Instructions for the task:
State how many lines of the entries below contain the word "attached", giving the number alone.

Available records:
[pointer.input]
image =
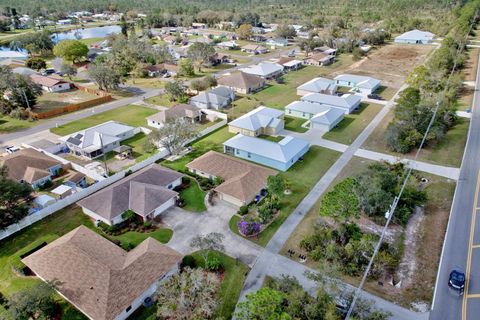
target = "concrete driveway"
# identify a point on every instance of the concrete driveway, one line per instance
(186, 225)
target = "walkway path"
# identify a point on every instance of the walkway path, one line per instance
(271, 263)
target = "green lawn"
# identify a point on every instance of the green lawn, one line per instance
(194, 197)
(278, 95)
(8, 124)
(295, 124)
(302, 176)
(213, 141)
(353, 124)
(131, 115)
(135, 238)
(231, 286)
(161, 100)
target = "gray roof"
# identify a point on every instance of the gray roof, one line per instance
(260, 117)
(359, 81)
(282, 151)
(142, 192)
(263, 69)
(307, 107)
(328, 117)
(318, 85)
(346, 101)
(416, 35)
(90, 137)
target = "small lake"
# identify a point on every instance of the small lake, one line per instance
(86, 33)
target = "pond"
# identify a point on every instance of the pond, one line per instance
(85, 33)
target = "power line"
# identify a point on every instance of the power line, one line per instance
(393, 206)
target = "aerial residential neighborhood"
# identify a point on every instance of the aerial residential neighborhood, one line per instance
(239, 160)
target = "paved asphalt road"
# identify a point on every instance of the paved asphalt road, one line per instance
(461, 250)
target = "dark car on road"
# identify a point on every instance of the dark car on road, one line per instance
(374, 96)
(456, 281)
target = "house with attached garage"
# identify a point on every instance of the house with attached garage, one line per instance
(31, 166)
(99, 278)
(217, 98)
(265, 70)
(186, 112)
(319, 59)
(317, 85)
(415, 37)
(346, 102)
(50, 84)
(93, 142)
(261, 120)
(147, 192)
(242, 82)
(278, 155)
(243, 181)
(360, 84)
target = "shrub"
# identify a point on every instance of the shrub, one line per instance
(243, 210)
(188, 261)
(248, 228)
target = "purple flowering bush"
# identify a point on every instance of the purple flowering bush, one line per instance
(248, 228)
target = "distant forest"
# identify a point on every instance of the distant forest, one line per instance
(433, 15)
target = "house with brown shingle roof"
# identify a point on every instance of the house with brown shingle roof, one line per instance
(147, 192)
(100, 279)
(242, 180)
(179, 111)
(30, 166)
(242, 82)
(50, 84)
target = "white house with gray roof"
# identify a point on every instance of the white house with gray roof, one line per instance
(346, 102)
(93, 142)
(317, 85)
(360, 84)
(278, 155)
(217, 98)
(415, 37)
(261, 120)
(265, 70)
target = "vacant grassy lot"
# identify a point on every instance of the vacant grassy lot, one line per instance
(353, 124)
(213, 141)
(194, 197)
(302, 176)
(429, 243)
(54, 100)
(131, 115)
(295, 124)
(448, 152)
(8, 124)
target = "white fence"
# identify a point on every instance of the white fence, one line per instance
(71, 199)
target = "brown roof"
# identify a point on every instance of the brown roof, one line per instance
(177, 111)
(241, 80)
(242, 179)
(140, 192)
(98, 277)
(28, 165)
(45, 81)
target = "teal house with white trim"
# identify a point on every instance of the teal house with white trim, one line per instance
(278, 155)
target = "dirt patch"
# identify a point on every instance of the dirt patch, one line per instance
(391, 63)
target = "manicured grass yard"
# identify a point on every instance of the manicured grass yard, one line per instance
(194, 197)
(161, 100)
(213, 141)
(353, 124)
(295, 124)
(131, 115)
(448, 152)
(302, 176)
(8, 124)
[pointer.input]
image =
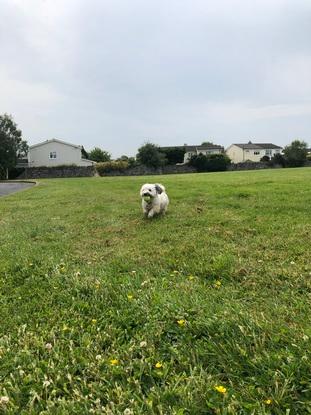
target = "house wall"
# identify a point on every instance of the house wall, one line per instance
(189, 154)
(40, 156)
(238, 155)
(235, 154)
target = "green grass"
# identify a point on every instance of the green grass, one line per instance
(91, 294)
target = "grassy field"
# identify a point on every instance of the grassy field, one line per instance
(203, 311)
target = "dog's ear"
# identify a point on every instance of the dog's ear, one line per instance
(158, 188)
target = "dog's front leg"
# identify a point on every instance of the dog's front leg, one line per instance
(151, 213)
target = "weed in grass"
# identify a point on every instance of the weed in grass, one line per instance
(203, 311)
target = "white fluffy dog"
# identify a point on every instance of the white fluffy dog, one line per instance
(154, 199)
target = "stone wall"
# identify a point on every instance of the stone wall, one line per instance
(251, 165)
(57, 172)
(148, 171)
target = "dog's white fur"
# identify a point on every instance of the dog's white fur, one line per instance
(158, 199)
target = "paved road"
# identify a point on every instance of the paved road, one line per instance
(7, 188)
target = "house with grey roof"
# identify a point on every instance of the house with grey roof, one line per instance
(55, 152)
(238, 153)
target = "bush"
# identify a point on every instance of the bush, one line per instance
(150, 155)
(278, 159)
(174, 155)
(109, 166)
(99, 155)
(211, 162)
(296, 153)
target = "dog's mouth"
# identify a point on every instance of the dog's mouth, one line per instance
(147, 197)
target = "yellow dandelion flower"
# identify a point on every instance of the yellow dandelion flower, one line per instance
(217, 284)
(220, 389)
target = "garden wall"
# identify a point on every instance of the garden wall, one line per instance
(57, 172)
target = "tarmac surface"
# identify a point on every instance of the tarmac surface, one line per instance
(7, 188)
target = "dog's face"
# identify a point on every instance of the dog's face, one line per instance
(151, 190)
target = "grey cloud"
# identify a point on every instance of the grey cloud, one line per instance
(114, 73)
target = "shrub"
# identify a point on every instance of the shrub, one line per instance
(150, 155)
(173, 155)
(278, 159)
(99, 155)
(110, 166)
(296, 153)
(211, 162)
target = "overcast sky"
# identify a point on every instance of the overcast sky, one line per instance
(116, 73)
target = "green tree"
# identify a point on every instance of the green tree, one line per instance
(173, 155)
(296, 153)
(12, 145)
(84, 153)
(207, 143)
(99, 155)
(150, 155)
(211, 162)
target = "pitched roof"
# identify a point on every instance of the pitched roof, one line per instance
(54, 140)
(195, 148)
(258, 146)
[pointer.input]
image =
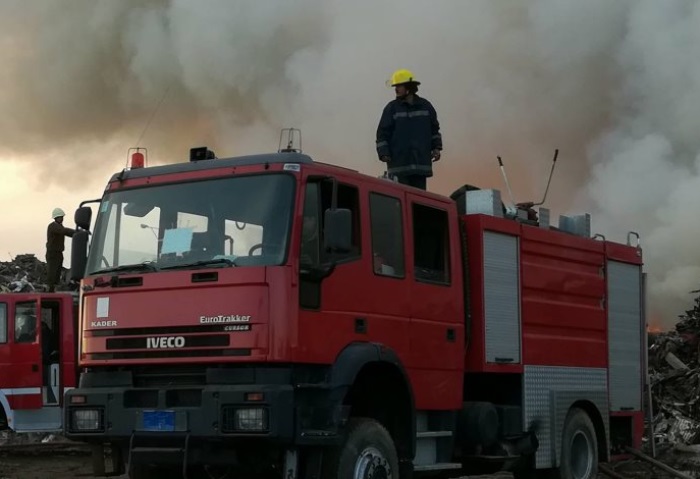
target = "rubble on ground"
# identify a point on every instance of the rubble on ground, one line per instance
(674, 376)
(24, 274)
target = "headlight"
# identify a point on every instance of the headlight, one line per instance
(84, 419)
(251, 419)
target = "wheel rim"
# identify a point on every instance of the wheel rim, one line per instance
(371, 464)
(581, 456)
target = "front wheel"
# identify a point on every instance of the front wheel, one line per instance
(579, 447)
(367, 452)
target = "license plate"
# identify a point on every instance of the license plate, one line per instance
(159, 420)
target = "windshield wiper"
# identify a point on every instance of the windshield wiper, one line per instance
(147, 266)
(206, 262)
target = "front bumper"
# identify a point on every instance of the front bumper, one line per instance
(300, 414)
(213, 411)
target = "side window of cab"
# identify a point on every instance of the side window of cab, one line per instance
(317, 199)
(386, 219)
(3, 323)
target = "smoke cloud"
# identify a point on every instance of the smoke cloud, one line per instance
(613, 85)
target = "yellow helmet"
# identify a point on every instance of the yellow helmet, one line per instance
(402, 76)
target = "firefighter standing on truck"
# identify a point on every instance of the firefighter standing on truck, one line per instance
(55, 244)
(408, 135)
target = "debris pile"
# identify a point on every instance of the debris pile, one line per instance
(24, 274)
(674, 375)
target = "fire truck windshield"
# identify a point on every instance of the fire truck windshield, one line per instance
(223, 222)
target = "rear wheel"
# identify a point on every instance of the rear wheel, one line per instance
(367, 452)
(579, 447)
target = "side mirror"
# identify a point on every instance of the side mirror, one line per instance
(337, 235)
(78, 259)
(83, 217)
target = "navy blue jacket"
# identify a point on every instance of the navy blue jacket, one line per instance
(407, 133)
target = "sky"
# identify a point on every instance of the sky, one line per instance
(615, 86)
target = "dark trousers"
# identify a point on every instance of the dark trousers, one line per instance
(417, 181)
(54, 264)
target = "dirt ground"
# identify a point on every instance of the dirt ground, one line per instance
(59, 466)
(79, 465)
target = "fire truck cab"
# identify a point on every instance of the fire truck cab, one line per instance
(37, 359)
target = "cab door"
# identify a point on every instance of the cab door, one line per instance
(24, 386)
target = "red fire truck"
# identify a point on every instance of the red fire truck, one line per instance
(273, 314)
(37, 359)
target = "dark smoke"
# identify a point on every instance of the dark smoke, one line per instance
(614, 85)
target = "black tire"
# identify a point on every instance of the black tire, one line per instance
(368, 447)
(579, 447)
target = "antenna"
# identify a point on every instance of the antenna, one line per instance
(503, 172)
(290, 141)
(551, 172)
(529, 204)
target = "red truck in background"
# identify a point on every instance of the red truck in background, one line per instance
(38, 357)
(273, 314)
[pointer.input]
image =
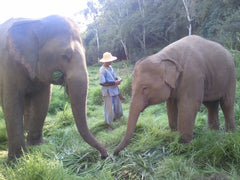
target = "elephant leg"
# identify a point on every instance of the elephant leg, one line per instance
(187, 111)
(13, 114)
(227, 105)
(35, 114)
(213, 119)
(172, 113)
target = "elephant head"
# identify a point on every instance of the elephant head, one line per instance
(154, 79)
(50, 45)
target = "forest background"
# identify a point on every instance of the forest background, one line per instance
(131, 29)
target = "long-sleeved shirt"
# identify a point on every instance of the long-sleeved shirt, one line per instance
(107, 79)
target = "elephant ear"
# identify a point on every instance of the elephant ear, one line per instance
(23, 44)
(172, 71)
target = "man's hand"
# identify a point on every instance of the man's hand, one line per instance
(118, 81)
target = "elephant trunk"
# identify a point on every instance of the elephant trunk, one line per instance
(77, 90)
(131, 125)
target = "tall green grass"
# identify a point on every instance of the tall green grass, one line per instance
(153, 153)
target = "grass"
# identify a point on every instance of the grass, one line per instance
(153, 153)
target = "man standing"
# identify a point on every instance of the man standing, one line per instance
(109, 82)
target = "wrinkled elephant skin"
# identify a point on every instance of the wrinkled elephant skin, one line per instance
(31, 52)
(187, 73)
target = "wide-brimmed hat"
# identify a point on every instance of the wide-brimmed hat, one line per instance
(107, 57)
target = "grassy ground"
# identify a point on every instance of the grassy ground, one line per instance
(154, 151)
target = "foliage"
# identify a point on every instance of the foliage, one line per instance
(153, 153)
(144, 27)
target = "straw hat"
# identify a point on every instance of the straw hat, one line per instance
(107, 57)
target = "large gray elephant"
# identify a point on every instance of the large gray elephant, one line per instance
(185, 74)
(31, 51)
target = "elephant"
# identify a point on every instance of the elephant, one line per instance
(31, 51)
(185, 74)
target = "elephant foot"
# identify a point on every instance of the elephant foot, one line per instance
(12, 156)
(34, 141)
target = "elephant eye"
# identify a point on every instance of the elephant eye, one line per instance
(66, 57)
(145, 90)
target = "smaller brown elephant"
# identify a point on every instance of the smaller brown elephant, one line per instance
(187, 73)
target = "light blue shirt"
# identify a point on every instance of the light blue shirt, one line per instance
(106, 76)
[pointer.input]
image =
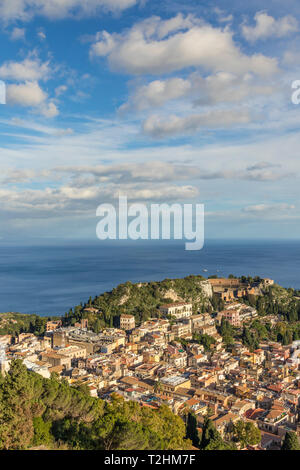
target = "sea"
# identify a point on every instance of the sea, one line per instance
(50, 277)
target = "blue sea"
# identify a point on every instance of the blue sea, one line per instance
(50, 278)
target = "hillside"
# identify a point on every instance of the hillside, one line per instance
(143, 299)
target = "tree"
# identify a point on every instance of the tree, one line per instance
(246, 433)
(291, 441)
(211, 438)
(191, 429)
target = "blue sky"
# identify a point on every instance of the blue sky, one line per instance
(161, 101)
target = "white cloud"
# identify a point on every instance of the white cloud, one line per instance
(222, 87)
(266, 26)
(155, 46)
(174, 125)
(28, 69)
(17, 33)
(60, 90)
(263, 209)
(158, 92)
(25, 9)
(41, 35)
(49, 110)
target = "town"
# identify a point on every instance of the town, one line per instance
(160, 362)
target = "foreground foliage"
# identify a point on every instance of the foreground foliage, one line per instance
(35, 411)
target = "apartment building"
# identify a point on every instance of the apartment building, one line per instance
(127, 322)
(178, 310)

Written reply:
2